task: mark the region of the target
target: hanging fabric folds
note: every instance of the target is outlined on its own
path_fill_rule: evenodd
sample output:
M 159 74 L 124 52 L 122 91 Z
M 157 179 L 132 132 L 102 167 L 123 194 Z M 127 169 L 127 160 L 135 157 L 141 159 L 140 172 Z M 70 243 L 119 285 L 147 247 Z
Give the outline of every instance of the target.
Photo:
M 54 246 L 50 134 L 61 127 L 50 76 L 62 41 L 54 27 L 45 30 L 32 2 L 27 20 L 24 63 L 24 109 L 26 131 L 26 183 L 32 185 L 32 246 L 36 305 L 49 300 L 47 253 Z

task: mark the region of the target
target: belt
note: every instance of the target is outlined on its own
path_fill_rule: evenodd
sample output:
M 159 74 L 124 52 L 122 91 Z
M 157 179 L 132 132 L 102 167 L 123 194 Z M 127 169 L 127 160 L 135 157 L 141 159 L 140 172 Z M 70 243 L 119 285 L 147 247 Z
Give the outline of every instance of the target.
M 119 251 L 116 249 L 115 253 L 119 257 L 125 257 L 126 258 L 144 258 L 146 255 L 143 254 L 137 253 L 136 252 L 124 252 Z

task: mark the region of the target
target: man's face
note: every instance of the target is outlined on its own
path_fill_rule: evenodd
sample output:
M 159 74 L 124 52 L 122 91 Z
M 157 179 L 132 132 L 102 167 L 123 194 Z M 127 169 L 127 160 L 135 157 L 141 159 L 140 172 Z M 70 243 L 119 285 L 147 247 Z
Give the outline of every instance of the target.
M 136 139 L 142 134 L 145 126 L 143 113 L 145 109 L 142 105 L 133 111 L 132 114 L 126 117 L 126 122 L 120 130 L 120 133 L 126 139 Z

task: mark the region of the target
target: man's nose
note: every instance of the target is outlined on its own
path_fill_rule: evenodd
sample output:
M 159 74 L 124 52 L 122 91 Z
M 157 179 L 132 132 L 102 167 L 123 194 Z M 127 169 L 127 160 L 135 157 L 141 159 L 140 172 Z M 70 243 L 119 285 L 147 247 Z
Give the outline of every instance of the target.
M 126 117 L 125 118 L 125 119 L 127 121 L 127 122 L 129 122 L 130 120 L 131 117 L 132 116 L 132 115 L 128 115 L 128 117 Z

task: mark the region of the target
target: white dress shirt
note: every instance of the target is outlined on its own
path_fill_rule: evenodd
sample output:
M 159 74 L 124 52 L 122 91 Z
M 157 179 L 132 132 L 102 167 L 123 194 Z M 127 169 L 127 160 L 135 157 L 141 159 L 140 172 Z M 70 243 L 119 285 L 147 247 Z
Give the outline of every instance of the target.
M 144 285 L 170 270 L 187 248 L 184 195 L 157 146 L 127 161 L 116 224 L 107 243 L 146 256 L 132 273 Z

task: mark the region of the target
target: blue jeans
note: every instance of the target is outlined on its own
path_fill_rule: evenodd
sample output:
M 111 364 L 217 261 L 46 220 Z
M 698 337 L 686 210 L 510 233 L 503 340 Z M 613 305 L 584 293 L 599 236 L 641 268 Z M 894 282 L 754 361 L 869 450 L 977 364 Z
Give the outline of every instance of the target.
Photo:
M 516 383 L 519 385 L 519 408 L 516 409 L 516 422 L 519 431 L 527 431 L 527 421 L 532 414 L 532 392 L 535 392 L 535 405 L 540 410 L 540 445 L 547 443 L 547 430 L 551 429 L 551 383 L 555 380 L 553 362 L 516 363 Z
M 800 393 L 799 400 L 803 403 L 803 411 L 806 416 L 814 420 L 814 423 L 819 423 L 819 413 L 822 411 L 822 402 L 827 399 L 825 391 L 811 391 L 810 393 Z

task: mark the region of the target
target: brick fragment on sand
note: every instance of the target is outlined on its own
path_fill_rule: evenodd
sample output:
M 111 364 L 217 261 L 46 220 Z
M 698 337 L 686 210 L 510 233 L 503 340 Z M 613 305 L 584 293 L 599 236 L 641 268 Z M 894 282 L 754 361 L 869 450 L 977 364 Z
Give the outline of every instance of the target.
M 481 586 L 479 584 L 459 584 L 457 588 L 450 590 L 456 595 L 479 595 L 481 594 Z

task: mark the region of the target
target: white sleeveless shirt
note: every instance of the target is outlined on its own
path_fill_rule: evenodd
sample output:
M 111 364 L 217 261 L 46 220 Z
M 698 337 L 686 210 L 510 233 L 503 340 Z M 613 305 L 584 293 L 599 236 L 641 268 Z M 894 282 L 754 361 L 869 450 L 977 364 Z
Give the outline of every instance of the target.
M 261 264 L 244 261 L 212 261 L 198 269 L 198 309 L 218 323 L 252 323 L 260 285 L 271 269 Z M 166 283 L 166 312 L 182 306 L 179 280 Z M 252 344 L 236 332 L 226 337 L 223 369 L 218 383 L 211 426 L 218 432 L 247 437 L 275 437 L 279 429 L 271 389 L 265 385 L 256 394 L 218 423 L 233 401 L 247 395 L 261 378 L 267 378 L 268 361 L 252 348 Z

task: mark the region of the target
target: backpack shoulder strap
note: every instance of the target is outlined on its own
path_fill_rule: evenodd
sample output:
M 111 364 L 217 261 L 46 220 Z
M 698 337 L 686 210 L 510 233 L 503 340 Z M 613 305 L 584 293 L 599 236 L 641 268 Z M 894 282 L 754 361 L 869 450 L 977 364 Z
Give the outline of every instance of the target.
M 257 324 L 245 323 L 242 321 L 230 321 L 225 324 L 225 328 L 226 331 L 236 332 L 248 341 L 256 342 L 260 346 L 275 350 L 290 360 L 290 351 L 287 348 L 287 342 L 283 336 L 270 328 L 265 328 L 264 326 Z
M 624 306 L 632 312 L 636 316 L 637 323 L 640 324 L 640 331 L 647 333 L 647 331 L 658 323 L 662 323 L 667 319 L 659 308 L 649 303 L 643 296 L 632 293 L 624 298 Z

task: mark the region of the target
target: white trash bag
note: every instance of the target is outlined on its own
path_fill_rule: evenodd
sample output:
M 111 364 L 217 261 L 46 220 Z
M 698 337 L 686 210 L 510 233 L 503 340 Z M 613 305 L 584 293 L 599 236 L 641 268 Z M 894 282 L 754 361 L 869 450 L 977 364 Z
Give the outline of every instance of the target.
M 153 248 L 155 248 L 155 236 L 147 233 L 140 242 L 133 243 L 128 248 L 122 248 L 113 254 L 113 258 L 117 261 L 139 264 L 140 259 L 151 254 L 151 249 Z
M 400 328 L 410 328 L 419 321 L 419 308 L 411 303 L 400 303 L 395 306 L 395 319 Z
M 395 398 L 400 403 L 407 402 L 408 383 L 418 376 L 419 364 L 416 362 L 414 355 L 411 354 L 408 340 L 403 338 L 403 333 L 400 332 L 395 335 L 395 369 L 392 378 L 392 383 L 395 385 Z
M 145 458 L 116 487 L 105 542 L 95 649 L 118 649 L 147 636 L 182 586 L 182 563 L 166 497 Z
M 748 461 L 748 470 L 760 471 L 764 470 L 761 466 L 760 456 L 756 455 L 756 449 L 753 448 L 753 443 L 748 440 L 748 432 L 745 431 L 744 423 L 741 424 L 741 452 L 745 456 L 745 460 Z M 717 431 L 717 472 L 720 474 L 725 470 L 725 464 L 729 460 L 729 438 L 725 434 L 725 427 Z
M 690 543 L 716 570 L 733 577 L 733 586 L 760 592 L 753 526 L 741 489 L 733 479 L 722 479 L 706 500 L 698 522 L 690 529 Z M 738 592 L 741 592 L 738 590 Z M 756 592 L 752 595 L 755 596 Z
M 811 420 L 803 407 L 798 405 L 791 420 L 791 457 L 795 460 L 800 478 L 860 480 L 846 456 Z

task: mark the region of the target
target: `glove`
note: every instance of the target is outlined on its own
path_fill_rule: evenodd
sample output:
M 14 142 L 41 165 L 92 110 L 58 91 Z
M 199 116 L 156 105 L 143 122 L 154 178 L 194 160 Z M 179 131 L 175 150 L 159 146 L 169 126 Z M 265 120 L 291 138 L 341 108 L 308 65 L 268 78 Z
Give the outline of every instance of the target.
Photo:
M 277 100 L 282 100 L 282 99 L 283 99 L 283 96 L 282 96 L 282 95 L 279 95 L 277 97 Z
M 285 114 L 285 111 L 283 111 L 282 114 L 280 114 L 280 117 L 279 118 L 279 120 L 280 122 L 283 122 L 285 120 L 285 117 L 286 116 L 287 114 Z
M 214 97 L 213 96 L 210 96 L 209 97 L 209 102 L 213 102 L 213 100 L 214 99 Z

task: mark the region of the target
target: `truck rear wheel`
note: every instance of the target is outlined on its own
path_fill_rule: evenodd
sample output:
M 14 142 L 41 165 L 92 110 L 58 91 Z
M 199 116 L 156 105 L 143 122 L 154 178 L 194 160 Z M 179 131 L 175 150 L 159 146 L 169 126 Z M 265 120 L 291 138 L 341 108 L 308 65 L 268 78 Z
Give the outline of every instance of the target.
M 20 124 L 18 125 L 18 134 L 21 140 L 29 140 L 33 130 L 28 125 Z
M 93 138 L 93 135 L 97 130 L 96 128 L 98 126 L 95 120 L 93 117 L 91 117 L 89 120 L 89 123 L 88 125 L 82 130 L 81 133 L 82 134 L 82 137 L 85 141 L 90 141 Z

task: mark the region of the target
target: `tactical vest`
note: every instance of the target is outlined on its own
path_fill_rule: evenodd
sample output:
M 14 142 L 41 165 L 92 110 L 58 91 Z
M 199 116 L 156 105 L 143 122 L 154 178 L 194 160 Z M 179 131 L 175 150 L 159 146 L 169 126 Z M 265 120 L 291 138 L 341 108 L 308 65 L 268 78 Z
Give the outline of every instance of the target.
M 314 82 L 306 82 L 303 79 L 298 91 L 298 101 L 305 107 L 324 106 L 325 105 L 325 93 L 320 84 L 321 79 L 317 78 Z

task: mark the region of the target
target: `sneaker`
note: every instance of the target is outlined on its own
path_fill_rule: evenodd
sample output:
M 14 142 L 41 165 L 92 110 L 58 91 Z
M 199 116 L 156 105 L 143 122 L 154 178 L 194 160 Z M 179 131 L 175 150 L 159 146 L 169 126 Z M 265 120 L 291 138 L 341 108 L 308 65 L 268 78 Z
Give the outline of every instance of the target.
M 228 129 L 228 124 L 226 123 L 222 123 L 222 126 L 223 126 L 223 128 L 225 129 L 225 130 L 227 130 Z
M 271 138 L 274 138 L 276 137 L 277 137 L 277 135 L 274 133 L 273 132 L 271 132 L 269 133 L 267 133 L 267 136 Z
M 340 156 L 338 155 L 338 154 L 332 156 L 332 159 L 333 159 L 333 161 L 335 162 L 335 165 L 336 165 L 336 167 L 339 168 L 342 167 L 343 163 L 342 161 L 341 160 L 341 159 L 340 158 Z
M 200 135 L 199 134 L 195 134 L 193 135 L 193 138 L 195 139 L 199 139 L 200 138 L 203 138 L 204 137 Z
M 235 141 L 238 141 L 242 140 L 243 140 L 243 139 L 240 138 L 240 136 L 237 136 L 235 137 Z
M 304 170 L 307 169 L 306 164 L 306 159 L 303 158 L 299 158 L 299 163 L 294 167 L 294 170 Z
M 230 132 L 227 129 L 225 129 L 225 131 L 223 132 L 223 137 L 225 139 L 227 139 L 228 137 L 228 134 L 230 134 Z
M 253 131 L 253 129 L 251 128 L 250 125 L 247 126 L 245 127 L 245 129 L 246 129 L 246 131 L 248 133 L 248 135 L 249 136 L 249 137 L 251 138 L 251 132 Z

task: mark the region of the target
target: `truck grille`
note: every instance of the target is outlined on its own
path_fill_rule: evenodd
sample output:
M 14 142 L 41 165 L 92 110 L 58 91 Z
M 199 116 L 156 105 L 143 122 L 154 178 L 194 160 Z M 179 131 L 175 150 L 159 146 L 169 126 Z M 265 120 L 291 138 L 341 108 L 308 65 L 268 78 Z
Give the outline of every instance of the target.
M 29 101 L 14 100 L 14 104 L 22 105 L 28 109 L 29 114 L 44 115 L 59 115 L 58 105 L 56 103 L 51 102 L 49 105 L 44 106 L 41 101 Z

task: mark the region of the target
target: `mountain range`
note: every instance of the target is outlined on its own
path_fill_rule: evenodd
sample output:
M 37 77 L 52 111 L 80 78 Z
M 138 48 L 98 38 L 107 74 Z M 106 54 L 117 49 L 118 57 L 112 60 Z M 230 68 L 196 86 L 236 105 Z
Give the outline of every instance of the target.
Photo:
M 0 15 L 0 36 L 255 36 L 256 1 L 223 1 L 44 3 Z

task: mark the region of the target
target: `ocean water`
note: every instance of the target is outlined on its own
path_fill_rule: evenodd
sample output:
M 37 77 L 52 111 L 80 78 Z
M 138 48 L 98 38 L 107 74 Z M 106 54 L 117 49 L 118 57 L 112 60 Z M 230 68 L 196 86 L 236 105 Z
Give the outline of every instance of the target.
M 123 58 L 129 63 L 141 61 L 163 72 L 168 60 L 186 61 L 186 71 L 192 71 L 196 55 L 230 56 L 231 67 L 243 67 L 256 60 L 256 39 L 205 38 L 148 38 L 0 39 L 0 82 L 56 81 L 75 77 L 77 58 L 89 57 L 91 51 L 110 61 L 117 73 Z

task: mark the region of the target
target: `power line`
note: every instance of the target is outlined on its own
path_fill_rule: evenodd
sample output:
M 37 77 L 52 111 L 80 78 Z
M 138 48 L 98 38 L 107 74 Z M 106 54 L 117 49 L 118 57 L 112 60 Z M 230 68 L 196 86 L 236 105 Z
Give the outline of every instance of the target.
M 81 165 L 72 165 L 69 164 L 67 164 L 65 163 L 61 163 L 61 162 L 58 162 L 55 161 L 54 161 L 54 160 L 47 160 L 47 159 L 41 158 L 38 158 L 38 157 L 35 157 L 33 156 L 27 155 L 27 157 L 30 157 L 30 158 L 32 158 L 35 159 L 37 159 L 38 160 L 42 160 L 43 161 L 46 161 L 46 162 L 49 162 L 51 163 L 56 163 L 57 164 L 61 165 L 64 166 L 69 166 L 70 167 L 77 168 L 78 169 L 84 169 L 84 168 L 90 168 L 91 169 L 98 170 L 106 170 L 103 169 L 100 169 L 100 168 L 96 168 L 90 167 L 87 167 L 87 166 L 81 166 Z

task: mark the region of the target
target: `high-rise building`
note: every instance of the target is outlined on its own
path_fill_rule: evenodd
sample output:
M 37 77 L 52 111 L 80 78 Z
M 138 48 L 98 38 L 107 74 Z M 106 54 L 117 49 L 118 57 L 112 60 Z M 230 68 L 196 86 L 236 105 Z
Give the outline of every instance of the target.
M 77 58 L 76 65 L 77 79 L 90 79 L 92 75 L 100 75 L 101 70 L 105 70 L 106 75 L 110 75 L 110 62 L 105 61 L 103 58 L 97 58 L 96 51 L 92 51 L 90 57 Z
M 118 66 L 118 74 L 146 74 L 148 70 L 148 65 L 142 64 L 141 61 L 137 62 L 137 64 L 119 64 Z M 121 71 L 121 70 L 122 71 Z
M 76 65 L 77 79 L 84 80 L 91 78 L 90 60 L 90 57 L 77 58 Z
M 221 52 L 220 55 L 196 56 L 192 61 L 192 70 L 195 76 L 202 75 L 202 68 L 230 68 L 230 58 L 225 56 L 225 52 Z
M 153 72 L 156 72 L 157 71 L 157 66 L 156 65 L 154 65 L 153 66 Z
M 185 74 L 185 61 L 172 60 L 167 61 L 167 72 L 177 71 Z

+ + + +

Please recast the records as a JSON list of strings, one string per line, from the first line of the records through the line containing "M 136 139 L", with both of those lines included and blank lines left out.

Written answer:
[
  "task: mark the region of the target",
  "target: hanging fabric folds",
  "note: every instance of the target is outlined on its own",
  "path_fill_rule: evenodd",
  "sample output:",
  "M 159 74 L 124 52 L 122 91 Z",
  "M 157 179 L 132 132 L 102 167 L 123 194 Z M 127 169 L 127 160 L 135 157 L 141 159 L 140 172 Z M 70 243 L 119 285 L 147 247 Z",
  "Give the outline of every instance of the target.",
  "Photo:",
  "M 54 246 L 50 134 L 61 127 L 50 76 L 62 41 L 54 27 L 45 30 L 32 2 L 27 20 L 24 63 L 24 109 L 26 131 L 26 183 L 32 185 L 32 246 L 36 305 L 49 300 L 47 253 Z",
  "task: mark the region of the target",
  "target: belt",
  "note: every instance of the target is outlined on its own",
  "path_fill_rule: evenodd",
  "sample output:",
  "M 159 74 L 124 52 L 122 91 Z",
  "M 157 179 L 132 132 L 102 167 L 123 194 Z M 127 169 L 127 160 L 135 157 L 141 159 L 140 172 Z M 70 243 L 119 285 L 147 247 Z",
  "Give the outline of every instance of the target.",
  "M 119 251 L 116 249 L 115 253 L 119 257 L 125 257 L 126 258 L 144 258 L 146 255 L 143 254 L 137 253 L 136 252 L 124 252 Z",
  "task: mark the region of the target",
  "target: man's face",
  "note: every instance of the target is outlined on its own",
  "path_fill_rule: evenodd",
  "sample output:",
  "M 159 74 L 124 52 L 122 91 Z",
  "M 157 179 L 132 132 L 102 167 L 123 194 Z M 127 169 L 127 160 L 135 157 L 141 159 L 140 172 Z M 70 243 L 119 285 L 147 247 Z",
  "Give the outline of every instance of the target.",
  "M 136 139 L 142 134 L 145 126 L 143 113 L 145 109 L 142 105 L 133 111 L 132 114 L 126 117 L 126 122 L 120 130 L 120 133 L 126 139 Z"
]